L'Alberta ne peut plus appliquer sa loi sur l'énergie

Louis-Gilles Francoeur

Le Devoir

May 30, 2008

 

Le Canada a tellement aliéné sa souveraineté en matière d'énergie qu'une province comme l'Alberta ne peut plus appliquer sa loi sur l'énergie, qui interdit l'exportation de son gaz naturel tant qu'elle n'a pas une réserve démontrée de 15 ans, ce qui n'est plus le cas.

C'est ce que révèle notamment une étude signée par deux chercheurs canadiens, Gordon Laxer, de l'institut albertain Parkland, et John Dillon, du Centre canadien des politiques alternatives (www.ualberta.ca/PARKLAND).

Cette étude analyse les impacts sur l'approvisionnement en énergie du Canada à l'aide de trois scénarios de rareté des combustibles fossiles. On y constate que les Canadiens devraient se priver de 8 à 31 million de barils de pétrole pour approvisionner les États-Unis si ce pays invoquait la clause de «proportionnalité» inscrite dans l'ALENA. L'étude ne mesure pas les hausses de prix qui résulteraient de cette rareté accrue de combustibles sur le marché interne.

▶ [CONSIGNE] Rédigez la suite de l'article sur la loi albertaine sur l'énergie, en reprenant après sa dernière phrase. Les données proviennent d'une source différente de celle du texte.

▶ [DONNÉES]
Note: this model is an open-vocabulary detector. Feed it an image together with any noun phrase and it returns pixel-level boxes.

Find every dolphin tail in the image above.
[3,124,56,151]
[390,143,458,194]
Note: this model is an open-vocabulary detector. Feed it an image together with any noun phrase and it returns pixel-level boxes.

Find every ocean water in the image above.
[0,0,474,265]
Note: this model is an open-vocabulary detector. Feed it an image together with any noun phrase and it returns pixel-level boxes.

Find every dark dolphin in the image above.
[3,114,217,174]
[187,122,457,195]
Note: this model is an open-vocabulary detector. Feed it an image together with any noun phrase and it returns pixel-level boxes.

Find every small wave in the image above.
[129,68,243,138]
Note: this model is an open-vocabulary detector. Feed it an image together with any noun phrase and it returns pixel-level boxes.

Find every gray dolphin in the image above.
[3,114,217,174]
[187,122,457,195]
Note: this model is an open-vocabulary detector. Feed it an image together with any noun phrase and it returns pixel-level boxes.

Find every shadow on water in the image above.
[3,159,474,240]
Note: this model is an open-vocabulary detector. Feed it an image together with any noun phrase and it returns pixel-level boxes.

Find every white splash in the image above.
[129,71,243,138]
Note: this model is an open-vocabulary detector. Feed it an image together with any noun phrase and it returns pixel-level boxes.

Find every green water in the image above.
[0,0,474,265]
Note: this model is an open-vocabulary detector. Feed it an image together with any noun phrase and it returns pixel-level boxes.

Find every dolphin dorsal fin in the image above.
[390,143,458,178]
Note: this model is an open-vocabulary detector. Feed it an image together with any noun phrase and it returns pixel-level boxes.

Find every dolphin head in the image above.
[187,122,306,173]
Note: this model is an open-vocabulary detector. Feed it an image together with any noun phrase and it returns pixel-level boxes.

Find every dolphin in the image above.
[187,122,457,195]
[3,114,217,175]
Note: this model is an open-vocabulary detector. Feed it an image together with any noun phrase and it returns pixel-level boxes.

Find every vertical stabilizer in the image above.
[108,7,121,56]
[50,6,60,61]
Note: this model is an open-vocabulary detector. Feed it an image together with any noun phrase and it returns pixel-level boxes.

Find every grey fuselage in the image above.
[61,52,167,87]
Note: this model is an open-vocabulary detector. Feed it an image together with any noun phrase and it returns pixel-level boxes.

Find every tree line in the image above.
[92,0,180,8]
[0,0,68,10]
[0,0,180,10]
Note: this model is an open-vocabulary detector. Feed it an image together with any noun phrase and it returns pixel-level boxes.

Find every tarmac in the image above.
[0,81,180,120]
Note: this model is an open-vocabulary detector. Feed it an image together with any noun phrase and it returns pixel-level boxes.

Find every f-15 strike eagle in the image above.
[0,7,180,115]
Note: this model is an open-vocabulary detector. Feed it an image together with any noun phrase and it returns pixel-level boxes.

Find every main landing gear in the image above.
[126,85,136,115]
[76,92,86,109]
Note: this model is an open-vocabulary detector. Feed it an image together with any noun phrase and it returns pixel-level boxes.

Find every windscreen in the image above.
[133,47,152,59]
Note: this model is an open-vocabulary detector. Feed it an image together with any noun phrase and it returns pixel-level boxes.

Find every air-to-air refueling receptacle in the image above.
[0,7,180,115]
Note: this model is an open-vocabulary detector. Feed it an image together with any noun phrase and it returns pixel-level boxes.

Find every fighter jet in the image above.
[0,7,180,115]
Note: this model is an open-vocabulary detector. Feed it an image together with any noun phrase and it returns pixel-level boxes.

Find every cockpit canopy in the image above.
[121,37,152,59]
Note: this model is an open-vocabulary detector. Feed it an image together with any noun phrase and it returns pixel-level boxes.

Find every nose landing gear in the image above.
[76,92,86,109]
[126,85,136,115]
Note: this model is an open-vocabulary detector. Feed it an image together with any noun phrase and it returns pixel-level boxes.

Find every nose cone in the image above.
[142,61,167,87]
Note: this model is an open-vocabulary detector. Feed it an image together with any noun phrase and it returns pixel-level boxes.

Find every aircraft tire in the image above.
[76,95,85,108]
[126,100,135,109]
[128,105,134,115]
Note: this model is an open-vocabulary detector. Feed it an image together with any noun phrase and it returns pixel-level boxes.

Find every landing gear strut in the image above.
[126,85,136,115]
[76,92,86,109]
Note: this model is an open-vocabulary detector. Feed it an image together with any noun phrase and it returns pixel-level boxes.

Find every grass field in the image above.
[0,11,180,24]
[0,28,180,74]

▶ [RÉPONSE]
L'application de cette clause en cas de crise d'approvisionnement en gaz naturel — d'autant plus probable à court terme que l'Alberta ne compte plus que huit années de réserves démontrées, disent-ils — obligerait le Canada à maintenir 51,5 % de ses approvisionnements aux Américains, privant les Canadiens d'une denrée pour l'instant dilapidée notamment dans la production des sables bitumineux pour faire rouler les gros VUS de nos voisins du Sud.

Cette nouvelle étude sur les conséquences de la clause de proportionnalité reconstitue l'histoire édifiante de cette entorse aux dispositions des règles de l'OMC sur le commerce international, qui autorisent tous les pays en cas de crise à approvisionner d'abord leurs citoyens.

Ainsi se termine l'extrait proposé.